EXCERPT PROVIDED:

Economics and Psychology, as we have mentioned in the past, are becoming more intertwined. Daniel Kahneman, a psychologist, won the Nobel Prize for economics. A wealth management conference this day worth its salt is not complete without a lecture on human behavior, and relating it back to investment decisions.
On this blog we often talk about sentiment indicators, the AAII sentiment index for retail investors many use as contrarian guide. The ratio between buyers of put and call options is another, the Vix index another. In current conditions and contrary to what one would imagine, one could add in the ten-year US treasury market.
Bond yields fall when prices rise, investors buy bonds as a defensive measure as fear increases. In good times, investors sell bonds to invest in riskier assets and yields rise. The equity market in February 2016 bounced as yields bottomed out. One could argue fear reached its peak. In October 2013 the equity market rallied post the “ flash crash” in bond yields. Bond yields rose in late 2013 and equities fell in January 2014.

STORED RECORDS:

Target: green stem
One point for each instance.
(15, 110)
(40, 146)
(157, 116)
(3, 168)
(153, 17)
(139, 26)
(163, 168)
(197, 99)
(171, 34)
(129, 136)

GIVEN INSTRUCTION A: List every sentiment indicator that the passage on economics and investor sentiment names or proposes.
GIVEN INSTRUCTION B: Continue the passage on economics and investor sentiment from where it stops.

EXERCISE RESULT A:
- The AAII sentiment index for retail investors
- The ratio between buyers of put and call options
- The Vix index
- The ten-year US treasury market

EXERCISE RESULT B:
From October 2014 ten-year treasury yields have traded between 2.4% and 1.7%. In the same period of time the S&P 500 has traded between 1850 and 2100. During that period, the selloff in equity markets has correlated with yields having peaked around 2.3%, and it has been time to buy equities when yields have fallen to 1.7%.
Equity market falls coincide traditionally with the peak in bond yields. High longer dated US treasury yields should signify optimism on economic growth going forward. The peak in the equity market in 2000 coincided with the peak in bond yields.